Fragmento seleccionado ▸
_ _ _ _ _ _ _
Medea, de Séneca, adaptación y dir. de Paolo Magelli (2015). Foto Sebastiano Trigilio / INDA.

Aunque como filósofo, científico y retórico la huella de Séneca fue muy notable ya en la literatura latina y en la Edad Media, su repercusión como dramaturgo se hizo esperar, pero resultó arrolladora. Apenas se dieron a conocer sus tragedias, en la época del humanismo, se convirtieron en las más influyentes, por encima de las griegas, en el teatro moderno: en el italiano y el español del Renacimiento, en el isabelino inglés, que no podría entenderse sin ellas, en la tragedia francesa del siglo XVII, sobre todo en Corneille, y tras un paréntesis durante los siglos XVIII y XIX, también en el XX, con una revalorización quizás favorecida por los horrores de ese siglo.

            Pero el lugar eminente de Séneca en el canon teatral se justifica también por la calidad intrínseca de su dramaturgia. Además, cinco siglos después de los grandes trágicos atenienses, es el único autor grecolatino del que nos han llegado tragedias completas, exactamente nueve (una, de atribución discutida). Por Tácito sabemos que se le achacaba haberlas escrito siguiendo el gusto por ellas de Nerón, ese monstruo al que educó, con el que gobernó y que terminó condenándolo a muerte. Medea, seguramente la más lograda, es fiel espejo de la deuda de Séneca con la tragedia griega —sobre todo con Eurípides— y de sus novedades respecto a ella.

            Las diferencias más destacadas son la mayor importancia y autonomía de las escenas en detrimento de la estructura general de las obras (gracias quizás a lo consabido de los argumentos trágicos); aun conservándose la alternancia entre episodios dialogados y cantos corales, éstos pierden el papel eminentísimo que alcanzaron en Grecia, y sirven de cauce a las ideas filosóficas, sobre todo morales, del autor cordobés (que impregnan también a veces los parlamentos de los personajes); la preferencia por monólogos muy extensos, que algunos consideran «antidramáticos» pues ralentizan, si no entorpecen, el curso de la acción; la gran penetración psicológica en la caracterización de los personajes, que, aun siendo griegos, están romanizados; y, quizás la más impactante, su transgresión del «decoro», que merece consideración aparte.

            Frente a ese principio, que dejaba siempre fuera de escena los hechos brutales, violentos, macabros… que tanto abundan en la mitología, Séneca no duda en ponerlos ante nuestros ojos. Tal anomalía tremendista puede justificarse por la diferente sensibilidad del público romano, habituado a los espectáculos de sangre y violencia; o bien porque no estuvieran sus tragedias destinadas a la representación, sino a la recitación y la lectura, lo que explicaría también otras diferencias ya notadas, aquellas que parecen ir en detrimento de su teatralidad. Lo cierto es que no sabemos si se representaron o no, ni si fueron concebidas o no para representarse; pero sí que son representables, que han sido representadas desde su redescubrimiento hasta hoy y que, a mi juicio, abusivamente sintético, son plenamente teatrales.
_ _ _ _ _ _ _
Registros proporcionados ▸
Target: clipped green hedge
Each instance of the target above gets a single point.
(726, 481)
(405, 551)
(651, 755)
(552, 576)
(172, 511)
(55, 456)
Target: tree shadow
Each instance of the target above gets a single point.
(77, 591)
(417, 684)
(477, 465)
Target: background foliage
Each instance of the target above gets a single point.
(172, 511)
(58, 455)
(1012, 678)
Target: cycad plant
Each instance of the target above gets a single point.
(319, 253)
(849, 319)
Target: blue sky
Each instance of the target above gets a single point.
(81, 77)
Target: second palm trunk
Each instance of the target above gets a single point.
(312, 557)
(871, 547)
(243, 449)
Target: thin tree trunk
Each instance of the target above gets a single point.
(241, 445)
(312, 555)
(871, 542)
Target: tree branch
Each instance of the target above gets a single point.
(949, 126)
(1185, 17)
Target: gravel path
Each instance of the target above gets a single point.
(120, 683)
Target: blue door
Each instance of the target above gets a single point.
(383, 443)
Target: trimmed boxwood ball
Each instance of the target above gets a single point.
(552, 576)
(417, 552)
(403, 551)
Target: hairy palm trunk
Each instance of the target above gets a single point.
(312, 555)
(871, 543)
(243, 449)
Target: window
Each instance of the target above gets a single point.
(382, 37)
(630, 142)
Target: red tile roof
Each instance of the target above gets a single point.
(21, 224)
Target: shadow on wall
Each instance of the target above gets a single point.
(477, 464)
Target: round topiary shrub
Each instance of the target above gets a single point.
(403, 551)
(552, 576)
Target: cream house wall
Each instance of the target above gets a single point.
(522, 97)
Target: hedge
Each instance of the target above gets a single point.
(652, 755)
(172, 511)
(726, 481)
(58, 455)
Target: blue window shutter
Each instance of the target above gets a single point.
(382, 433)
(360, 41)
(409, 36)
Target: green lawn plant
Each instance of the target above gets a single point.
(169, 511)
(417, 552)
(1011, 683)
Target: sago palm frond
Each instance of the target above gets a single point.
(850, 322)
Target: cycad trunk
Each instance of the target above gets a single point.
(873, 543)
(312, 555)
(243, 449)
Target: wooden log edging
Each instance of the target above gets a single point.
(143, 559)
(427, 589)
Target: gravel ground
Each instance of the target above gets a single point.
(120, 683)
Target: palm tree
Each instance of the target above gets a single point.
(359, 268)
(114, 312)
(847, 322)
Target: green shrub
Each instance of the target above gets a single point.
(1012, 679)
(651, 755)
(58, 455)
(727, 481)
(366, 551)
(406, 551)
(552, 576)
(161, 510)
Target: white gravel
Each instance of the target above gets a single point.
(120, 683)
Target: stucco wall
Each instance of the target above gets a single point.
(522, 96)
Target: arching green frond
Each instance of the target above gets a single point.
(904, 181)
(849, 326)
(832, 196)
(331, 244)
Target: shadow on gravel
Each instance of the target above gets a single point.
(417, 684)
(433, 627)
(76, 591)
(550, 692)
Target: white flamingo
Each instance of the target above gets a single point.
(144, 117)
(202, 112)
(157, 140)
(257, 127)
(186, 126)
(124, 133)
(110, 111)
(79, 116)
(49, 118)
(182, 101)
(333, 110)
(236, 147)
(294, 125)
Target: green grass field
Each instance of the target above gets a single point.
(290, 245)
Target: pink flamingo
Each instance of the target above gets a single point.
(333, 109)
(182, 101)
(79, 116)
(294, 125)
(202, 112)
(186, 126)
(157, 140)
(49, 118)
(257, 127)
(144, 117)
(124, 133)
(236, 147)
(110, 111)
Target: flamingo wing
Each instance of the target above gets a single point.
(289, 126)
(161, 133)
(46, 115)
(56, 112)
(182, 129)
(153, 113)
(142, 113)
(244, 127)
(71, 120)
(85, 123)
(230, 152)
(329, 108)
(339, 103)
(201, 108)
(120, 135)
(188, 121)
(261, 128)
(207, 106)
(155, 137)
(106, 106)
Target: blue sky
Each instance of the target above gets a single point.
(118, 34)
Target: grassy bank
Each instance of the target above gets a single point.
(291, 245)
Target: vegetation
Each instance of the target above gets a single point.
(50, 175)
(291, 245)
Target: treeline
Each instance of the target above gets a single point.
_ _ _ _ _ _ _
Transcribe sin cambios la parte del fragmento sobre Séneca que empieza con las palabras "Frente a ese" y termina con "son plenamente teatrales.". Los registros son un material aparte, independiente del fragmento sobre Séneca.

Resultado del ejercicio ▸
Frente a ese principio, que dejaba siempre fuera de escena los hechos brutales, violentos, macabros… que tanto abundan en la mitología, Séneca no duda en ponerlos ante nuestros ojos. Tal anomalía tremendista puede justificarse por la diferente sensibilidad del público romano, habituado a los espectáculos de sangre y violencia; o bien porque no estuvieran sus tragedias destinadas a la representación, sino a la recitación y la lectura, lo que explicaría también otras diferencias ya notadas, aquellas que parecen ir en detrimento de su teatralidad. Lo cierto es que no sabemos si se representaron o no, ni si fueron concebidas o no para representarse; pero sí que son representables, que han sido representadas desde su redescubrimiento hasta hoy y que, a mi juicio, abusivamente sintético, son plenamente teatrales.